> _Exercise aim_: Format the material from the line with "Target: lattice mesh facade" through the line with "M 481 492 L", both included, as a Markdown table with the columns Row and Material line. Number each line in order and omit any blank lines.

> _Entries supplied_:

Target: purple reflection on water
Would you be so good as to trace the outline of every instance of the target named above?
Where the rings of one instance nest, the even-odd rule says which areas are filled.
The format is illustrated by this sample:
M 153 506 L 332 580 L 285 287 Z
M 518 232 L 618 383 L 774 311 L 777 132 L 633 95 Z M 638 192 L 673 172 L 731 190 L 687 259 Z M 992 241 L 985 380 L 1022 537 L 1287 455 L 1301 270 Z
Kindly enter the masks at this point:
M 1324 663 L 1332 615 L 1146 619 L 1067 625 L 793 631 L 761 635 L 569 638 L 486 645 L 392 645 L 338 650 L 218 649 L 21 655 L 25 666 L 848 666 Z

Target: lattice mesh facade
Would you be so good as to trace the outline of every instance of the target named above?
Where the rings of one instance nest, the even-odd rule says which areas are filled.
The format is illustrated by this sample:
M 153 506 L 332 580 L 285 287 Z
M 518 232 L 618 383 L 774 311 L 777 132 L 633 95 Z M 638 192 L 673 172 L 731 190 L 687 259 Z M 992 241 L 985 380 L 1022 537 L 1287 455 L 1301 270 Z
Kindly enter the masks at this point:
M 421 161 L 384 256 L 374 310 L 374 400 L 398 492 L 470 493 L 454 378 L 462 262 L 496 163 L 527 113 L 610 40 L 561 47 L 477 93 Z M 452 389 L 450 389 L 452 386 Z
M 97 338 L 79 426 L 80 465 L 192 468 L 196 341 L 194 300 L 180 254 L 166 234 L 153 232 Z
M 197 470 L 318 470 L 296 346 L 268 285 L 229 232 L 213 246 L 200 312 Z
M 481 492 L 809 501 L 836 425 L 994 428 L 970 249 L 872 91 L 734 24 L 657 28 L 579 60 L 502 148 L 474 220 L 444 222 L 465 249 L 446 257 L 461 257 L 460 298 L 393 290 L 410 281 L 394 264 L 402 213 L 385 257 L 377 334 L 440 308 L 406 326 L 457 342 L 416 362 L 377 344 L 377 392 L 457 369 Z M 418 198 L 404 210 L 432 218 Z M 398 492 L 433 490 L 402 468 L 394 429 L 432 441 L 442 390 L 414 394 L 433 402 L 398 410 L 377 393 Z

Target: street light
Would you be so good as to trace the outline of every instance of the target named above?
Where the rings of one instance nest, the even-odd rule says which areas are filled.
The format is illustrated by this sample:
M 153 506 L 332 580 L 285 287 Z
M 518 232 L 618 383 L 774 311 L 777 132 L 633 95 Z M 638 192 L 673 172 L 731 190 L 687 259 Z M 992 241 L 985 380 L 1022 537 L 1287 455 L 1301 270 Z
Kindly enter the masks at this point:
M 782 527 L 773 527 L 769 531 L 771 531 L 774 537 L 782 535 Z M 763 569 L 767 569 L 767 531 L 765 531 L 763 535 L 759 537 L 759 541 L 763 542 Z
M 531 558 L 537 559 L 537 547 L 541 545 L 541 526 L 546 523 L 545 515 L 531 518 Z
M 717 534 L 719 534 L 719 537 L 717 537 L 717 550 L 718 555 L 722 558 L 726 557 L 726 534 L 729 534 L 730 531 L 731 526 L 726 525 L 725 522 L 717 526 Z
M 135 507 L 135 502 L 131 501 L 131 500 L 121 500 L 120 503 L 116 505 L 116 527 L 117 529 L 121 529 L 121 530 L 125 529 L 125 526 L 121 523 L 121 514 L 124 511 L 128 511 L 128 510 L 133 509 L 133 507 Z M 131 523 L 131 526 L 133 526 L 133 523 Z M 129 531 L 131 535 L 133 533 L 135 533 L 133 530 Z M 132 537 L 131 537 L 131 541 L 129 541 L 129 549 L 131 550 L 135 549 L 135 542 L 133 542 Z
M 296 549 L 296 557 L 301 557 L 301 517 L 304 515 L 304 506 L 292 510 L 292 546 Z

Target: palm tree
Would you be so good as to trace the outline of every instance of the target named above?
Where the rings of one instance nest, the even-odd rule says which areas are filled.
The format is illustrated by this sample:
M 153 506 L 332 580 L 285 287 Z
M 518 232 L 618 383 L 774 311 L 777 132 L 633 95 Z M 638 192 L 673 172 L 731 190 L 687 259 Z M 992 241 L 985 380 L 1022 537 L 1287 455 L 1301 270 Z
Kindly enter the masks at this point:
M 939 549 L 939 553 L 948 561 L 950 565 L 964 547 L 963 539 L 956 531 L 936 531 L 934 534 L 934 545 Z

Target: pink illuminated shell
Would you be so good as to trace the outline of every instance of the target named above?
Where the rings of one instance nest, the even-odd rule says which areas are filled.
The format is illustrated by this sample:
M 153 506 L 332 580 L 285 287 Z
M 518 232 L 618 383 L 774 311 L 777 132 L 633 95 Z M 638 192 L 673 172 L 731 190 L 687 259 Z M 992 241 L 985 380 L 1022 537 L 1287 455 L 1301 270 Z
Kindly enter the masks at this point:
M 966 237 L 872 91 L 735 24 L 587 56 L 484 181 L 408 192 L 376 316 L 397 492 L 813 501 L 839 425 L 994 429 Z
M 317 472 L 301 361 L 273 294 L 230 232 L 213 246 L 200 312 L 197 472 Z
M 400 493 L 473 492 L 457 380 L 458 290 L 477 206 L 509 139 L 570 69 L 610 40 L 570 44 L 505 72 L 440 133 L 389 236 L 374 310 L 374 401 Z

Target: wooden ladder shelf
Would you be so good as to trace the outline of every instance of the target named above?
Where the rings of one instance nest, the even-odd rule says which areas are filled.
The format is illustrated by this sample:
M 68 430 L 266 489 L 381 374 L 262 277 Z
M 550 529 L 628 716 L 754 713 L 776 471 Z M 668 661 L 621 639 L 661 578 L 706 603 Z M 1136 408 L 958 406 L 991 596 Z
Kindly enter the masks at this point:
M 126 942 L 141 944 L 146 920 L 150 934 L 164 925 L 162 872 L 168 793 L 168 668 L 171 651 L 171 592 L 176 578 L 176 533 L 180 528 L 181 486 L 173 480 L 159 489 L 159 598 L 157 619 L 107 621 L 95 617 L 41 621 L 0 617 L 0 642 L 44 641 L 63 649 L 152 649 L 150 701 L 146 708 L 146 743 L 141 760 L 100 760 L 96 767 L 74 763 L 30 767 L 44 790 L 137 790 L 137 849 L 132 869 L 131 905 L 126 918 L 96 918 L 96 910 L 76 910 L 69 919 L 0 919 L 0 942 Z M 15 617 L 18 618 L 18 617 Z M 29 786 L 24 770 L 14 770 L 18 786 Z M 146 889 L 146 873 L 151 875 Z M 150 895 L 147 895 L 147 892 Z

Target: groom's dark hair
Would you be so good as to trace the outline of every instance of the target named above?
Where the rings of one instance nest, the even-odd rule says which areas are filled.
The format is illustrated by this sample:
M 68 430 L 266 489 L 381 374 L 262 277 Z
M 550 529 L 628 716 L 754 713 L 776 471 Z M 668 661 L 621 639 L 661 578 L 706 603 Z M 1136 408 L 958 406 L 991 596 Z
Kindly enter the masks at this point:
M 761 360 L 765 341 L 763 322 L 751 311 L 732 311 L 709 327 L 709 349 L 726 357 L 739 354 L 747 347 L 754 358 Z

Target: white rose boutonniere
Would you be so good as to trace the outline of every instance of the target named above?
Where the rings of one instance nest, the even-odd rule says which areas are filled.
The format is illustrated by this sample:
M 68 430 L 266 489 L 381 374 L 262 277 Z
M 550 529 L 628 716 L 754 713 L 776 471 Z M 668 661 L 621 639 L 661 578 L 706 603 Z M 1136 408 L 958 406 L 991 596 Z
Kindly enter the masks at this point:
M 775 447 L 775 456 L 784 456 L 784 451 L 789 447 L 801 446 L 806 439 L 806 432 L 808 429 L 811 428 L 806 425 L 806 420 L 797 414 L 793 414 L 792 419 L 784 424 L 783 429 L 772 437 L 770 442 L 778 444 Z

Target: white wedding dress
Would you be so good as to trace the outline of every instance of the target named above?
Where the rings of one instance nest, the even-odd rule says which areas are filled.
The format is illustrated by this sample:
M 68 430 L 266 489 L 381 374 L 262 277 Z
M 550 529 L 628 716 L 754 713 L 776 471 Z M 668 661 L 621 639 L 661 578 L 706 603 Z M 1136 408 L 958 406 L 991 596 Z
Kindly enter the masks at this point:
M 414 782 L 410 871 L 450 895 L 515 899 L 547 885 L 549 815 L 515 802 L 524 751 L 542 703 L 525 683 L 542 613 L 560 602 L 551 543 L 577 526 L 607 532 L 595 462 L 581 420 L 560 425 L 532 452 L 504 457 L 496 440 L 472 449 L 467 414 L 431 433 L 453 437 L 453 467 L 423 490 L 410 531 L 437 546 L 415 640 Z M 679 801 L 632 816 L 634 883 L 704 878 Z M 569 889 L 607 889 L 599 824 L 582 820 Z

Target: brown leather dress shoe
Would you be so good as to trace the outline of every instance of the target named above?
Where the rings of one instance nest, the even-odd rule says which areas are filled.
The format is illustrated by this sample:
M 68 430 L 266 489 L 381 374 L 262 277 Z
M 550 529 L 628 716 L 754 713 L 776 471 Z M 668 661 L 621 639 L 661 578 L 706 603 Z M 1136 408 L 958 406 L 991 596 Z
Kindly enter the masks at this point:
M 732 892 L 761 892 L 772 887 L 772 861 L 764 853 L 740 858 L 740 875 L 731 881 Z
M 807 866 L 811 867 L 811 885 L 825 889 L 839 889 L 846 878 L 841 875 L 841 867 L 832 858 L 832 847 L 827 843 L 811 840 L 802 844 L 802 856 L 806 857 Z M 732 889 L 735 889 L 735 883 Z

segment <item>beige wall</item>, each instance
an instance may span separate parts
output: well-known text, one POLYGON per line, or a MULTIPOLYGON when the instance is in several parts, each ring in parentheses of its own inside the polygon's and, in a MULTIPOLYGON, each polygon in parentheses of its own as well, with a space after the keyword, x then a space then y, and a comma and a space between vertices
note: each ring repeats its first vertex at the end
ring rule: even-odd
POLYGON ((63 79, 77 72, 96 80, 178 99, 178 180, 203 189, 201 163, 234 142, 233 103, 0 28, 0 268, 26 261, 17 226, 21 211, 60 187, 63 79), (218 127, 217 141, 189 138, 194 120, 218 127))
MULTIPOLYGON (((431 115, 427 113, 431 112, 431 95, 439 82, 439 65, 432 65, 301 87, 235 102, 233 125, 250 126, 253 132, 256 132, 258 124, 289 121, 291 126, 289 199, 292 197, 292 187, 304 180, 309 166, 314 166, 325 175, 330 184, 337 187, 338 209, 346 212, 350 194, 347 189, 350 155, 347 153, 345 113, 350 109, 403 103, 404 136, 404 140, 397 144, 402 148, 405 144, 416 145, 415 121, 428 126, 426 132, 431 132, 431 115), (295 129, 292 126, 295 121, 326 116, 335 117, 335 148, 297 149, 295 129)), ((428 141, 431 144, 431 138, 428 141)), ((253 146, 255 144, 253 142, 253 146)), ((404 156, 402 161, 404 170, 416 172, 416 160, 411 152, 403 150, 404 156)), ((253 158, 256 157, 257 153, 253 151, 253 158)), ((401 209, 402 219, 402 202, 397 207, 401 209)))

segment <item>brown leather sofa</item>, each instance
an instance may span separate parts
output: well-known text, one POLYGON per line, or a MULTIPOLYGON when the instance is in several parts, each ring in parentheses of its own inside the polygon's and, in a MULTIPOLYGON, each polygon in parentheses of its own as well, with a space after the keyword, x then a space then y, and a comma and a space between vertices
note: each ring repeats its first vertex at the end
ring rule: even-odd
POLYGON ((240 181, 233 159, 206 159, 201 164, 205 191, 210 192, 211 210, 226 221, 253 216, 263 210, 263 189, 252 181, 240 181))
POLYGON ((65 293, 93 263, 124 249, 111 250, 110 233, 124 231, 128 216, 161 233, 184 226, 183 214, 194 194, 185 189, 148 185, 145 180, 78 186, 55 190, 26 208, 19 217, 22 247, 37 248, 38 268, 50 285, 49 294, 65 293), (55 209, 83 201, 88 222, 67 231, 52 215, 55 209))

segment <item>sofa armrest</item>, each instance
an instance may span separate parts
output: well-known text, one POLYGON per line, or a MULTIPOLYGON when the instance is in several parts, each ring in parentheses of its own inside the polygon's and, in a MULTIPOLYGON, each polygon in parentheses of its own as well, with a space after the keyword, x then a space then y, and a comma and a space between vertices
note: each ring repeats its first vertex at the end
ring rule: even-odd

> _Complete output_:
| Row | Material line |
|---|---|
| 1 | Target: lattice mesh facade |
| 2 | Would you be so good as to trace the outline of every instance of the target named above? |
| 3 | Where the rings of one instance nest, the even-odd rule says which areas are filled. |
| 4 | The format is illustrated by this sample: |
| 5 | M 153 506 L 332 580 L 285 287 Z |
| 6 | M 518 232 L 618 383 L 774 311 L 777 132 L 633 95 Z M 638 192 L 673 172 L 731 190 L 687 259 Z M 992 241 L 985 380 L 1022 537 L 1287 455 L 1301 270 Z |
| 7 | Kindly enter the masks at this point: |
| 8 | M 421 161 L 384 256 L 374 310 L 374 400 L 398 492 L 470 493 L 454 378 L 462 262 L 496 163 L 527 113 L 610 40 L 561 47 L 477 93 Z M 452 389 L 450 389 L 452 386 Z |
| 9 | M 97 338 L 79 426 L 80 465 L 192 468 L 196 341 L 194 300 L 180 254 L 166 234 L 153 232 Z |
| 10 | M 197 470 L 318 470 L 296 346 L 268 285 L 229 232 L 213 246 L 200 312 Z |
| 11 | M 481 492 L 809 501 L 836 425 L 994 428 L 970 249 L 872 91 L 734 24 L 657 28 L 579 60 L 502 148 L 474 220 L 444 222 L 465 249 L 446 257 L 461 257 L 460 298 L 393 290 L 410 281 L 394 264 L 402 213 L 385 257 L 377 334 L 440 308 L 406 326 L 457 342 L 416 362 L 377 344 L 377 392 L 457 369 Z M 418 198 L 404 210 L 432 218 Z M 398 492 L 433 490 L 402 468 L 394 429 L 432 441 L 442 390 L 414 394 L 433 402 L 398 410 L 377 393 Z |